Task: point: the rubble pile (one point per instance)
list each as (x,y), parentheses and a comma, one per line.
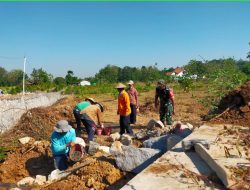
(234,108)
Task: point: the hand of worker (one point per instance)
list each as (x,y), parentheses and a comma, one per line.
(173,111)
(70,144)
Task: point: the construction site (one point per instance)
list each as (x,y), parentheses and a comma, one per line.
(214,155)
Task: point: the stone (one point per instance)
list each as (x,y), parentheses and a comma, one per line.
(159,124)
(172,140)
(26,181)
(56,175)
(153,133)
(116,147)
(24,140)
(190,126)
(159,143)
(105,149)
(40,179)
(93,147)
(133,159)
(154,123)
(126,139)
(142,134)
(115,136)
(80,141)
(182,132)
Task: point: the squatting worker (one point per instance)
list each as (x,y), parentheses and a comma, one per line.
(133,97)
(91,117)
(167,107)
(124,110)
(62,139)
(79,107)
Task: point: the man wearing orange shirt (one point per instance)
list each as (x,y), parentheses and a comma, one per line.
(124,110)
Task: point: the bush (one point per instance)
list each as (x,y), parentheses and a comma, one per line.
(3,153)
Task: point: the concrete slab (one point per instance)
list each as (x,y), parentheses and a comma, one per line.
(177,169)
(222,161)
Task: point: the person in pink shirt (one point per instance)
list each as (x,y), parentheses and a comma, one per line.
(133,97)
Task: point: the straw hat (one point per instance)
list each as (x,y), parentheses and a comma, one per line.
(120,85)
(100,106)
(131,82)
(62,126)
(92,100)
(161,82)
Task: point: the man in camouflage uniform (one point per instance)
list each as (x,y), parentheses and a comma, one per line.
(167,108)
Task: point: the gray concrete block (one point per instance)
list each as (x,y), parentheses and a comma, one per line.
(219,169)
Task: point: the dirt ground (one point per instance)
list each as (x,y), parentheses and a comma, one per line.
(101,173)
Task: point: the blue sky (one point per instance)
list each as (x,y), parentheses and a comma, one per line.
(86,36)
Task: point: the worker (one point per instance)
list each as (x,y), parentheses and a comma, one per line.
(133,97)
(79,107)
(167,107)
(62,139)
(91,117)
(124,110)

..............................

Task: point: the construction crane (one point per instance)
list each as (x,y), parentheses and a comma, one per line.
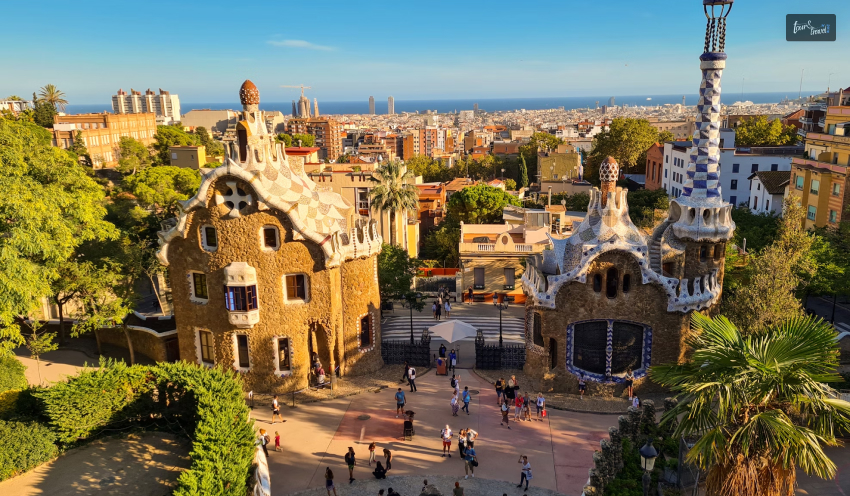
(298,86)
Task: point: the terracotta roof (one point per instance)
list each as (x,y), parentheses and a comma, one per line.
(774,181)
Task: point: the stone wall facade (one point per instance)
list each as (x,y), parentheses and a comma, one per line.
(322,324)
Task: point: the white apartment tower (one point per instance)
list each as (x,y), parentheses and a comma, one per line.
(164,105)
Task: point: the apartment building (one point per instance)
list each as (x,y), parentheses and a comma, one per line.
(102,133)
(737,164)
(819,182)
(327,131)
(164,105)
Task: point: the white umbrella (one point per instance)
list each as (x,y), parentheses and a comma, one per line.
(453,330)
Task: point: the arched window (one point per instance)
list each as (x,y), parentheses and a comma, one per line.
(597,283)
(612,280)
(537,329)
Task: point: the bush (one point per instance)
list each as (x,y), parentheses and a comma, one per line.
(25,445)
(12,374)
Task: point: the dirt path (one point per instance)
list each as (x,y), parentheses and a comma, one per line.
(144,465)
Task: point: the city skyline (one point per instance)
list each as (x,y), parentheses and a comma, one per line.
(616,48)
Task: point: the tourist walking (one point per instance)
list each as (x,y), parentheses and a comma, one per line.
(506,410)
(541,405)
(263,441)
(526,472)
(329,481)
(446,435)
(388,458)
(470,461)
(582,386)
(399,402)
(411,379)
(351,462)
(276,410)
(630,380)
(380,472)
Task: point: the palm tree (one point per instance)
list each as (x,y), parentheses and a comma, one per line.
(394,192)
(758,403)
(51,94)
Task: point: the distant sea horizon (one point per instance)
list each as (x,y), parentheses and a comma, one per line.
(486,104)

..............................

■ Exercise prompt
From the entries above, copy each line that holds "stone".

■ Solution for this problem
Task: point: the stone (one point per instance)
Task: point: the stone wall facade (one point per instance)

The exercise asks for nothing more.